Problem:
Rescale the lines below, from the line containing "If you could point out the stone" through the end of the records, inclusive, and reproduce them in full, requests included. Multiply every coordinate in the answers by 0.5 and round to whole numbers, with halves rounded up, leaving the requests and their sample coordinates unchanged.

Point annotation dataset records
▬▬▬▬▬▬▬▬▬▬

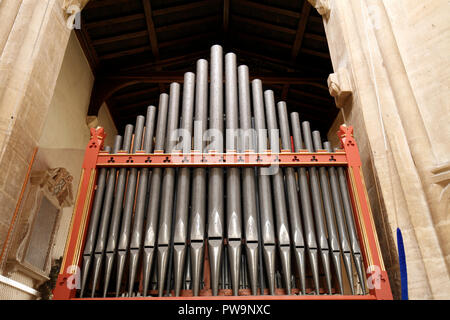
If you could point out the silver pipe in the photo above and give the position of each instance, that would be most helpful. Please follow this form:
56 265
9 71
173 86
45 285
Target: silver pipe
128 206
354 242
265 196
93 225
318 209
183 184
294 206
151 228
248 180
167 195
333 239
198 210
340 220
305 199
117 211
106 214
234 213
216 188
136 234
279 193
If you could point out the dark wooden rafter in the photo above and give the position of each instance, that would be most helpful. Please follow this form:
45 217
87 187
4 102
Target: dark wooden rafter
152 37
121 59
106 86
187 24
108 22
272 9
122 37
176 42
226 19
301 28
302 22
184 7
86 44
151 28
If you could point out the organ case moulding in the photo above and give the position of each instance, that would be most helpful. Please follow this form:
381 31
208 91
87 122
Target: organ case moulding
340 87
322 6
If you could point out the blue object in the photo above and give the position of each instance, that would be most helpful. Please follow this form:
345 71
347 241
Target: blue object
402 262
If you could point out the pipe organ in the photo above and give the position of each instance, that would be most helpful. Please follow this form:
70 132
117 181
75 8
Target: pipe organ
219 191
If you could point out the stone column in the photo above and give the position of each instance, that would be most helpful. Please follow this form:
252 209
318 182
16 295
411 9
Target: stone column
395 146
33 40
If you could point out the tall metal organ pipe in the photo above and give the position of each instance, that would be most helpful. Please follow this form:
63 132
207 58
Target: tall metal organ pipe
198 201
136 234
340 221
234 213
279 193
248 180
216 188
183 183
128 206
113 236
265 197
354 242
105 218
333 238
292 195
151 227
93 225
305 199
167 195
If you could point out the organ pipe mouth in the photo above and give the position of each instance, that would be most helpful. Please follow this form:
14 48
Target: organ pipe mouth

▬▬▬▬▬▬▬▬▬▬

Answer for this exercise:
If you could point out the stone column in the photo above and give the position of each instance, that would be most helpful. Please follow this form:
252 209
318 182
16 295
411 9
Target: stone column
198 73
17 20
If you could point out the tall metal organ pipe in the photo above and give the position of each instance, that would be most helpful. Please follow this form:
63 132
207 58
Target: tall metal organ pipe
99 101
68 117
170 111
117 107
140 97
124 90
108 94
92 92
64 103
57 118
133 99
177 121
53 109
167 119
146 98
76 114
47 113
153 100
84 98
If you could point out the organ pipe mouth in the photo above and give the position of each instance, that would be most helpful. Please follow this form:
14 48
Target: organ pipe mouth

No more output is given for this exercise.